OBJECTIF 1
Traduisez en anglais cette phrase du texte sur l’Atelier Montfollet : « Petite, elle a visité des châteaux et des églises avec ses parents. »
OBJECTIF 2
Renvoyez sans rien modifier le passage du texte sur l’Atelier Montfollet qui commence aux mots « Petite, elle a » et s’arrête après les mots « dans son métier. ».

BLOC DE TEXTE
>>>
DIAPORAMA PHOTO – Maître verrier au sein de l’Atelier Montfollet depuis trente-trois ans, Anne Brugirard nous accueille dans son atelier pour partager sa passion. Découverte de ce métier insolite, où dessin et histoire se croisent pour redonner vie à d’anciens vitraux ou en créer de nouveaux.
Voilà maintenant trente-trois ans qu’Anne Brugirard est installée en tant que maître verrier à l’Atelier Montfollet, rue Moyrand à Grenoble. Passionnée de dessin depuis son plus jeune âge, elle n’aspirait pourtant pas à devenir artiste. « J’aimais beaucoup l’histoire, y compris l’histoire de l’art. Le métier d’artisan d’art était parfait pour moi car il me permettait de lier toutes mes passions », confie Anne.
Petite, elle a visité des châteaux et des églises avec ses parents. C’est de ces visites que sont nées sa curiosité et sa fascination pour l’art et l’histoire. Deux passions qui l’ont poussée à développer par la suite sa culture visuelle et générale, des éléments indispensables dans son métier.
Son chemin vers la profession de maître verrier n’en a pas moins connu quelques circonvolutions. Après une année de classe prépa” philosophie au lycée Condorcet, à Paris, Anne Brugirard a intégré l’École nationale supérieure des arts appliqués et des métiers d’art en vitrail, puis une école d’architecture. Après cinq ans d’activité en tant qu’architecte, elle a alors eu l’occasion de reprendre l’Atelier Montfollet, où elle avait travaillé en tant que stagiaire. Un choix difficile. « Quand l’occasion s’est présentée, j’ai toutefois préféré reprendre mon premier métier où il y a plus de créativité et de dimension artistique », se rappelle la maître verrier.
<<<
CONTENU DES DONNÉES
>>>
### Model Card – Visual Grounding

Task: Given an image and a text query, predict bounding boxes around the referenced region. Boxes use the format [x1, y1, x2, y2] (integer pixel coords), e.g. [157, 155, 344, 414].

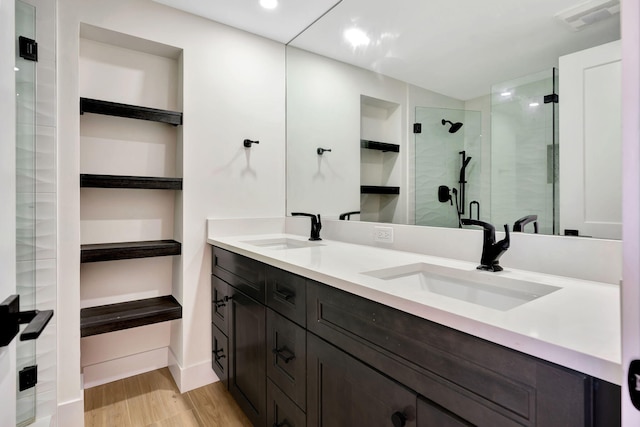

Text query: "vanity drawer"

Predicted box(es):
[307, 281, 591, 426]
[267, 309, 307, 410]
[211, 246, 265, 304]
[267, 379, 307, 427]
[265, 266, 307, 327]
[211, 325, 229, 387]
[211, 276, 230, 335]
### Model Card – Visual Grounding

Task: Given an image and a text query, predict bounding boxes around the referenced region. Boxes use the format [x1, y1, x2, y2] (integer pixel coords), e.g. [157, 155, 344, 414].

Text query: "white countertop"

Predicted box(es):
[207, 234, 622, 385]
<<<
RÉSULTAT DE L’EXERCICE 1
As a child, she visited castles and churches with her parents.

RÉSULTAT DE L’EXERCICE 2
Petite, elle a visité des châteaux et des églises avec ses parents. C’est de ces visites que sont nées sa curiosité et sa fascination pour l’art et l’histoire. Deux passions qui l’ont poussée à développer par la suite sa culture visuelle et générale, des éléments indispensables dans son métier.